Petunjuk Tugas:
Salin kembali tanpa perubahan baris-baris mulai dari baris yang memuat "column visible in this image. Could you help?" sampai dengan baris yang memuat "[399,224,458,446]", kedua baris itu ikut disalin.

Entri untuk pelabelan kotak pembatas
▼▼▼
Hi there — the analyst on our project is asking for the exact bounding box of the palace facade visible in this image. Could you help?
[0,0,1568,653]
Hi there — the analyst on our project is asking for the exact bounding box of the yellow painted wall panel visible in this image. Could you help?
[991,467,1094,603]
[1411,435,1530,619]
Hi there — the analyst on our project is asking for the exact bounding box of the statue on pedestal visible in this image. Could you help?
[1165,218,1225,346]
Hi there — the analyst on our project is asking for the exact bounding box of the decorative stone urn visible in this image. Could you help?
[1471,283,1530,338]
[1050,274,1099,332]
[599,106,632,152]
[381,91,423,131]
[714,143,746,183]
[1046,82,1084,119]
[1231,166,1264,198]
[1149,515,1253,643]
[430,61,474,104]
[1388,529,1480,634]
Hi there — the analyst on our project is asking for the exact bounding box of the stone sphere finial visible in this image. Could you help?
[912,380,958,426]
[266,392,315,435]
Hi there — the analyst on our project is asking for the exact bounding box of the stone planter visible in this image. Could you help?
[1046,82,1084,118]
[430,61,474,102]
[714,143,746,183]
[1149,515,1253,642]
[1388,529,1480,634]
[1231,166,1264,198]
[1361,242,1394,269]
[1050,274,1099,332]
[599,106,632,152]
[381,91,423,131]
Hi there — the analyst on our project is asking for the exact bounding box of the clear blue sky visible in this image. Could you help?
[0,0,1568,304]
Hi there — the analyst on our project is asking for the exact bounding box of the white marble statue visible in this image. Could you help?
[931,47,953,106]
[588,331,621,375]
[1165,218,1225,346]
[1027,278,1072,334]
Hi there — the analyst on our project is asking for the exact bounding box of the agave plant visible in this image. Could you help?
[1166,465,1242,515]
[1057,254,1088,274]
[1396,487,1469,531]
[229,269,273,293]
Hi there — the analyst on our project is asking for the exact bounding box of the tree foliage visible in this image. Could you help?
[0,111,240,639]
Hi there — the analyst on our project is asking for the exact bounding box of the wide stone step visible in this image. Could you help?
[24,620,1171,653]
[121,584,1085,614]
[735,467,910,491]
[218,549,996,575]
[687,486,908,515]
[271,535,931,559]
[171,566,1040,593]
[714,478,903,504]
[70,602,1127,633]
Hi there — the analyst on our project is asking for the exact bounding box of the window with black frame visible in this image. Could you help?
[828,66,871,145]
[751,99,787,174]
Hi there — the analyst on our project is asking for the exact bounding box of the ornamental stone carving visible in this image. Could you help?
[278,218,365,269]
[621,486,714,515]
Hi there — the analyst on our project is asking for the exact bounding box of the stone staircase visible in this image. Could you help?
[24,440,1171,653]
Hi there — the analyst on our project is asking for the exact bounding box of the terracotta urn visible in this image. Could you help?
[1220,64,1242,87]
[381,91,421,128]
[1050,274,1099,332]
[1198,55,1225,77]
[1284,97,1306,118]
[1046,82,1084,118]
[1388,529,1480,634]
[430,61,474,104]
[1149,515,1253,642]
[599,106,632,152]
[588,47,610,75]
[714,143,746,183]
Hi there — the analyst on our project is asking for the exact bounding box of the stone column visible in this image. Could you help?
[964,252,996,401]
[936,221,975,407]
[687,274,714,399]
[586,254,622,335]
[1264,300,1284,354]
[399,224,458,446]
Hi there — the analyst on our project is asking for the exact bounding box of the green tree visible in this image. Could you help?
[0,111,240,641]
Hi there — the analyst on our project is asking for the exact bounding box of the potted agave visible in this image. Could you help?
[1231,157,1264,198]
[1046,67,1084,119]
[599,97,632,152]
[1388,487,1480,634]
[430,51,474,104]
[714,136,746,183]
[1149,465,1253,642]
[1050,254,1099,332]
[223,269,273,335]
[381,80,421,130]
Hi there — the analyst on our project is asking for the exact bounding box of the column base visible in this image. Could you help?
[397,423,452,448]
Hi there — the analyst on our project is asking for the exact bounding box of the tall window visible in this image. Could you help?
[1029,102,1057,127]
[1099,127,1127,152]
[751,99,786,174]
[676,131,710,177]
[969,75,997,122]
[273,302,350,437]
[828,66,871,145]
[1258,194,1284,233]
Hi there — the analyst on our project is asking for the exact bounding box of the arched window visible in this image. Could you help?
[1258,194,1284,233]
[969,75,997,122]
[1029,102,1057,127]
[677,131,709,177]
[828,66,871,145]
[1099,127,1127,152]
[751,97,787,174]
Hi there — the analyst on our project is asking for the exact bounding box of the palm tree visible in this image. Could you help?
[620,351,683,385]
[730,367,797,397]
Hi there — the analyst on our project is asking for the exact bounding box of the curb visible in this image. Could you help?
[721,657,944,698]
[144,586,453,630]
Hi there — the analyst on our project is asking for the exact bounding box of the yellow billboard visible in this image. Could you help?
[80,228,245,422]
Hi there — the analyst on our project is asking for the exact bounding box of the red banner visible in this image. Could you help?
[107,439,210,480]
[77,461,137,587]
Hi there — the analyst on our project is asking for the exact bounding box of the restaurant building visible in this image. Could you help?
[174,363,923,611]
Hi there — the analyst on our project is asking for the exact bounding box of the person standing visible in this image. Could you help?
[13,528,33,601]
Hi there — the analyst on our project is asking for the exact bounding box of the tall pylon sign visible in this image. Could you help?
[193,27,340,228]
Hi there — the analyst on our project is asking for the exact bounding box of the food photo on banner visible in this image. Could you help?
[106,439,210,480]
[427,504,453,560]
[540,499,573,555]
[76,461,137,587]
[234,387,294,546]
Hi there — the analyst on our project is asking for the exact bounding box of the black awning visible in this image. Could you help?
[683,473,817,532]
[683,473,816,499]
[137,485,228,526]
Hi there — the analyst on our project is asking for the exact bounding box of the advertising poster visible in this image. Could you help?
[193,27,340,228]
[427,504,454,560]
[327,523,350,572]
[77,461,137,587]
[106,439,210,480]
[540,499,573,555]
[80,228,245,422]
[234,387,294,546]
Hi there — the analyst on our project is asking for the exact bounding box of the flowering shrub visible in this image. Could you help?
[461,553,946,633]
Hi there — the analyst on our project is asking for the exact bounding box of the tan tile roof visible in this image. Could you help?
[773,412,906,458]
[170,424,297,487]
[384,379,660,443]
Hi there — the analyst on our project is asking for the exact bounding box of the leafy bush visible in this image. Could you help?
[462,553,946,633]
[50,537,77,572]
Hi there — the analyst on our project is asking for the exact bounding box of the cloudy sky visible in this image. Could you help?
▲▲▲
Jawaban Lengkap:
Hi there — the analyst on our project is asking for the exact bounding box of the stone column visible in this image. Could you help?
[964,252,996,401]
[936,221,975,407]
[687,274,714,399]
[586,254,622,335]
[1264,300,1284,354]
[399,224,458,446]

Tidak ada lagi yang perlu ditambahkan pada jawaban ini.